Entries supplied:
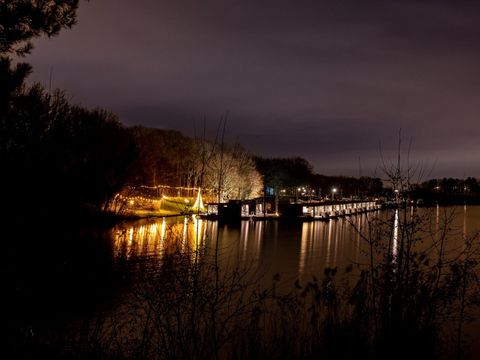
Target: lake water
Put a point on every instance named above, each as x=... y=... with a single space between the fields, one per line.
x=53 y=275
x=295 y=250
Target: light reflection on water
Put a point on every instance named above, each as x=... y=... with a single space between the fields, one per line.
x=296 y=250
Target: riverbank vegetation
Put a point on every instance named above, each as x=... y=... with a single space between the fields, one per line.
x=411 y=297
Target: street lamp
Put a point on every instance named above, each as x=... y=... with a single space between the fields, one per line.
x=396 y=195
x=334 y=190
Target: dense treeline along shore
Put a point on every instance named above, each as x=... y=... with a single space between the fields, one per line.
x=62 y=296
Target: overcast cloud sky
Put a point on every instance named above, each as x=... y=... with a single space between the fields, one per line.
x=325 y=80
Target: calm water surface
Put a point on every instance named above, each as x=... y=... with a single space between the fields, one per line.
x=295 y=250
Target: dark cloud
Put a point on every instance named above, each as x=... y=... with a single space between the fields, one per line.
x=327 y=80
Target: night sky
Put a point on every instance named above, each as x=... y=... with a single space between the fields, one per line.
x=325 y=80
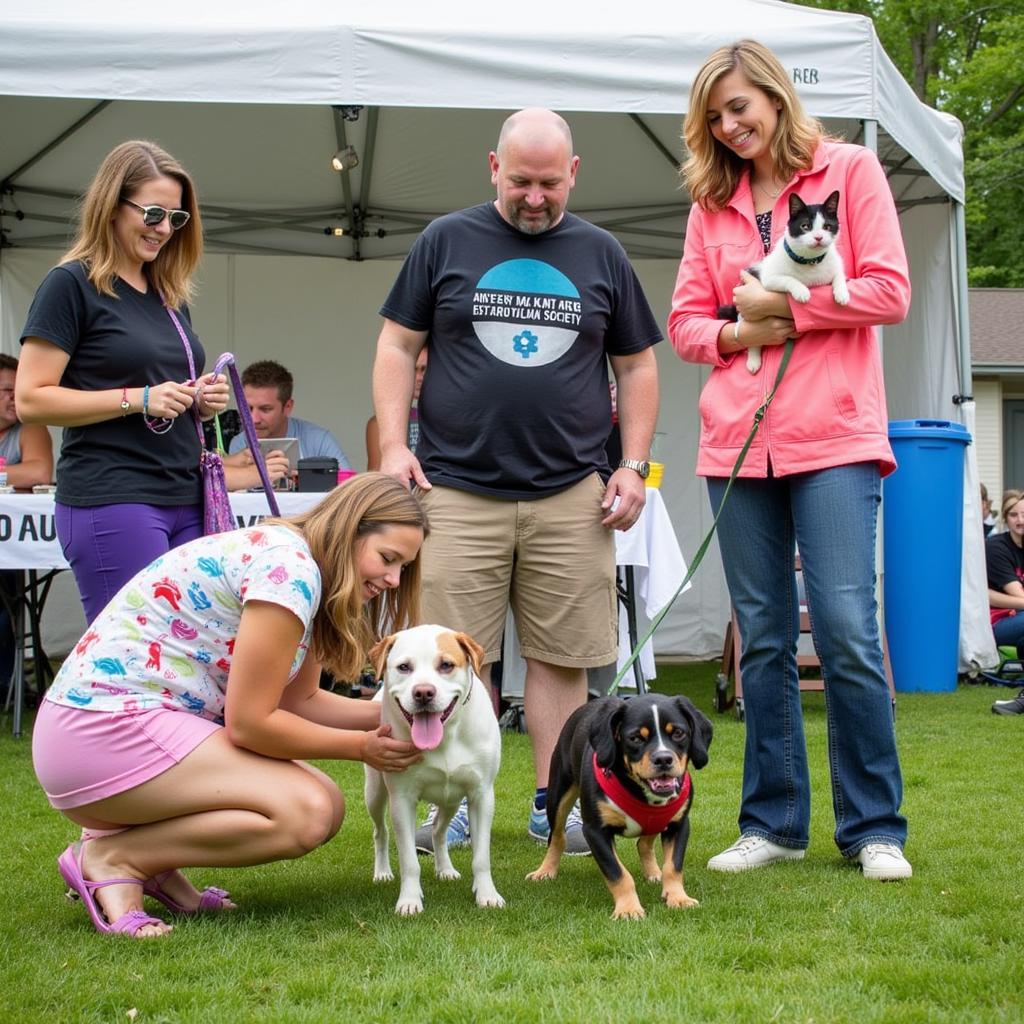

Work to be completed: Search the data above for the string "Target" and copy each line that has it.

Result below:
Target: lake water
Target: light reflection on water
Target: riverbank vegetation
Target: street lamp
Target: dense treeline along shore
Target: overcast cloud sky
Target: calm water surface
Target: dark cloud
Target: night sky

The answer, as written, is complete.